| What you are asked to do |
Rewrite all of the following material, substituting "iron" for every occurrence of "metal" and leaving everything else unchanged.

== == ==

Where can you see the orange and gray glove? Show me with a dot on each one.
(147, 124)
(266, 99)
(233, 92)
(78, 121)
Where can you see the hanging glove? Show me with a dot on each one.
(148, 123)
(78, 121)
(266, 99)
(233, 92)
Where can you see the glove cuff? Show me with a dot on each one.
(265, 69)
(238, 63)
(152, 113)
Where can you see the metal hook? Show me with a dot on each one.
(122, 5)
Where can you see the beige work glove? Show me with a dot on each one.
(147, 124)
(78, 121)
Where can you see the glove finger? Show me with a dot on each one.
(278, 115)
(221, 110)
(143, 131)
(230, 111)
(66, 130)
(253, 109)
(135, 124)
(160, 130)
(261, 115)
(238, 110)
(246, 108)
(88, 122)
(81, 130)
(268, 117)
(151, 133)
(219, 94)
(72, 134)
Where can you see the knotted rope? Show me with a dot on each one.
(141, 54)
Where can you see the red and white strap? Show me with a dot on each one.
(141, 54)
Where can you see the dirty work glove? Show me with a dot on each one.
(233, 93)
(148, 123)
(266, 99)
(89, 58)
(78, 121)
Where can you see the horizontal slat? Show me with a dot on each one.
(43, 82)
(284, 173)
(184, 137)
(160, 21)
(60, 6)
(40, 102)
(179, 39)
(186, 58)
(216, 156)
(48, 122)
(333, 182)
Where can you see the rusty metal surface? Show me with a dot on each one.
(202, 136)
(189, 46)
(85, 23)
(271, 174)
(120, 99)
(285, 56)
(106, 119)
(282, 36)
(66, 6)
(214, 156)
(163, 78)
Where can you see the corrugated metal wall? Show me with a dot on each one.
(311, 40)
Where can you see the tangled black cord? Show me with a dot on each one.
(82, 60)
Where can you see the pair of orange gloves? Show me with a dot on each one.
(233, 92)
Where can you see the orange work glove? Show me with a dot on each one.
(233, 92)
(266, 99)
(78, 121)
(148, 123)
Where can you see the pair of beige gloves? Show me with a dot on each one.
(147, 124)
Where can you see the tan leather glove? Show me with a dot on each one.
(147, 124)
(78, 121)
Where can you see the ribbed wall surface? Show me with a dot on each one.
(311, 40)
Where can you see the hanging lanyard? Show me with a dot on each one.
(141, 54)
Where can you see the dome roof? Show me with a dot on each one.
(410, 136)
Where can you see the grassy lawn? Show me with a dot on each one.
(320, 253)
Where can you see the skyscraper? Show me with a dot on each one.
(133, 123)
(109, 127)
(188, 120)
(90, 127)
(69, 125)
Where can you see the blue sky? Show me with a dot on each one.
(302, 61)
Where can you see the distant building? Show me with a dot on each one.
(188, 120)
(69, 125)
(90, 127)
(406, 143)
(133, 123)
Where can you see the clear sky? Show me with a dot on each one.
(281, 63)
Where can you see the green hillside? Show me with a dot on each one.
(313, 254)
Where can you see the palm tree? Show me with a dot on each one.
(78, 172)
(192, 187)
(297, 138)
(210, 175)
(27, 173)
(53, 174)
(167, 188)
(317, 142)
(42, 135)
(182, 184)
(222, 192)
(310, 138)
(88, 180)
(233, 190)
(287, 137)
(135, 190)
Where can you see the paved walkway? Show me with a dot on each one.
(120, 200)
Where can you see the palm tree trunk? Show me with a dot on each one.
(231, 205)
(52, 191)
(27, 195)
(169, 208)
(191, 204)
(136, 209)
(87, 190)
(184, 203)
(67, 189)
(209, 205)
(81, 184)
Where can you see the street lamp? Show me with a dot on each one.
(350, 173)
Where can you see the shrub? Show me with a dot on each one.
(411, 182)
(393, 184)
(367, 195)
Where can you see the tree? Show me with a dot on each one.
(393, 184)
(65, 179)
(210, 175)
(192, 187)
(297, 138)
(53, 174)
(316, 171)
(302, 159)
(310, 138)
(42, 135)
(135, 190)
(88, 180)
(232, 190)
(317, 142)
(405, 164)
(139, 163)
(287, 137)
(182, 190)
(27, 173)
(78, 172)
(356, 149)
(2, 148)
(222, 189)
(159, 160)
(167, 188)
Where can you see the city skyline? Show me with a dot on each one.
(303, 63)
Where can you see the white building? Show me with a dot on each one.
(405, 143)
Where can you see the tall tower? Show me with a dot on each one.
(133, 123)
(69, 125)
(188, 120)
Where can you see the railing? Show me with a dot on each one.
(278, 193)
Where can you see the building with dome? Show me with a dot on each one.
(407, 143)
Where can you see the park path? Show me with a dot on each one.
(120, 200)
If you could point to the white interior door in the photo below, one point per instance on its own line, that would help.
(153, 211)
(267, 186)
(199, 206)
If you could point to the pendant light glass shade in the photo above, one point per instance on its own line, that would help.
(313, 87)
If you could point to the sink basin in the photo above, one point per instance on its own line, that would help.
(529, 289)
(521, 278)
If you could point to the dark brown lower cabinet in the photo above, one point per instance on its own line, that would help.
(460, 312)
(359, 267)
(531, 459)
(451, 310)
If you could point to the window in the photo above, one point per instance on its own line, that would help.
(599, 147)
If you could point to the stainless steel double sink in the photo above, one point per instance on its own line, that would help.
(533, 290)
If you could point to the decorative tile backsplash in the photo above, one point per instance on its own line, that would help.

== == ==

| Exercise solution |
Where can you see the orange and gray glove? Show me with a dot on each one.
(147, 124)
(266, 99)
(233, 92)
(78, 121)
Where can you see the hanging glove? Show me with a dot on each one.
(148, 123)
(78, 121)
(266, 99)
(233, 92)
Where can you see the glove cuff? Show me with a dot on each one.
(265, 69)
(238, 63)
(152, 113)
Where can you see the iron hook? Show me with a dot on each one.
(122, 5)
Where can you see the beige work glove? Show me with a dot on each one.
(147, 124)
(78, 121)
Where can you see the glove finger? Show me with a dot on each one.
(278, 115)
(221, 110)
(143, 131)
(230, 111)
(66, 130)
(253, 109)
(135, 124)
(160, 130)
(261, 115)
(238, 110)
(246, 108)
(88, 122)
(81, 130)
(268, 117)
(151, 133)
(219, 94)
(72, 134)
Where can you see the knotted rope? Show me with a dot on each one.
(141, 54)
Where can you see the red and white strap? Show me with a dot on each one.
(141, 54)
Where can you see the dirty work glove? Show me with a dot on each one.
(233, 93)
(148, 123)
(266, 99)
(89, 58)
(78, 121)
Where can you see the horizontal slat? Show me with a dot on each one.
(43, 82)
(284, 173)
(184, 137)
(160, 21)
(60, 6)
(40, 102)
(179, 39)
(186, 58)
(216, 156)
(48, 122)
(333, 182)
Where can you see the rusty iron surface? Show me with a dot on each one.
(202, 136)
(189, 46)
(85, 23)
(271, 174)
(120, 99)
(285, 56)
(106, 119)
(282, 36)
(66, 6)
(214, 156)
(163, 78)
Where can you see the corrugated iron wall? Show me with a dot on each one.
(311, 40)
Where can you see the tangled black cord? Show me with a dot on each one.
(82, 60)
Where can you see the pair of orange gloves? Show me with a dot on each one.
(233, 92)
Where can you see the orange work glove? Show me with a dot on each one.
(233, 92)
(266, 99)
(78, 121)
(148, 123)
Where can you see the pair of beige gloves? Show me with a dot on each one.
(147, 124)
Where can you see the tan leather glove? Show me with a dot on each one.
(147, 124)
(78, 121)
Where can you see the ribbed wall surface? Show me with a dot on each one.
(311, 40)
Where can you see the hanging lanyard? Show me with a dot on each one.
(141, 54)
Where can you see the dome roof? Show me with a dot on each one.
(410, 136)
Where can you see the grassy lawn? Show me with a dot on each one.
(320, 253)
Where can you see the skyscraper? Show me with a dot on each one.
(133, 123)
(109, 127)
(188, 120)
(90, 127)
(69, 125)
Where can you see the blue sky? Show me with a dot on each one.
(302, 61)
Where can you see the distant building? Show me with a dot on each one.
(188, 120)
(69, 125)
(90, 127)
(406, 143)
(133, 123)
Where can you see the clear sky? Show me with a dot on each one.
(281, 63)
Where can you see the green hillside? Show me with a dot on each one.
(313, 254)
Where can you see the palm tree? Show me with a dot on each one.
(78, 172)
(192, 187)
(297, 138)
(210, 175)
(27, 173)
(53, 174)
(167, 188)
(317, 142)
(42, 135)
(182, 184)
(222, 192)
(310, 138)
(88, 180)
(233, 190)
(287, 137)
(135, 190)
Where can you see the paved walkway? Show me with a dot on each one.
(120, 200)
Where can you see the palm tree trunk? Show me with a dot on each one.
(231, 205)
(52, 191)
(27, 195)
(169, 208)
(191, 204)
(136, 209)
(87, 190)
(184, 203)
(67, 189)
(209, 205)
(81, 184)
Where can you see the street lamp? Show me with a dot on each one.
(350, 173)
Where can you see the shrub? Show me with a dot on each one.
(411, 182)
(393, 184)
(367, 195)
Where can you see the tree? Show me with a dot on each one.
(393, 184)
(65, 179)
(210, 175)
(192, 187)
(297, 138)
(53, 174)
(316, 171)
(302, 159)
(310, 138)
(42, 135)
(135, 190)
(88, 180)
(232, 190)
(317, 142)
(405, 164)
(139, 163)
(287, 137)
(182, 190)
(27, 173)
(78, 172)
(356, 149)
(2, 148)
(222, 189)
(159, 160)
(167, 188)
Where can you see the city skyline? Show me with a dot on each one.
(303, 63)
Where can you see the white building? Show me with a dot on each one.
(405, 143)
Where can you see the tall tower? Show me with a dot on each one.
(133, 123)
(69, 125)
(188, 120)
Where can you see the railing? Show me with a dot on each one.
(278, 193)
Where can you see the building with dome? Show me with a dot on each one.
(407, 143)
Where can you see the park path? Show me with a dot on each one.
(120, 200)
If you could point to the white interior door in the photo below, one point per instance on its own line, that would help.
(153, 211)
(267, 186)
(199, 206)
If you could point to the pendant light glass shade in the photo above, one point per instance on its own line, that would help.
(313, 87)
If you could point to the sink basin in the photo above, one point per instance on its own line, that would help.
(529, 289)
(521, 278)
If you could point to the dark brown lower cabinet in the photo above, one point per instance on its own line, that would help.
(460, 312)
(359, 267)
(531, 459)
(451, 310)
If you could point to the window in the photo above, one point per instance on its own line, that would help.
(599, 147)
If you could point to the stainless steel double sink in the photo above, one point per instance on its own line, that would help.
(533, 290)
If you could point to the decorative tile backsplash in the photo above, one point per instance on its own line, that would help.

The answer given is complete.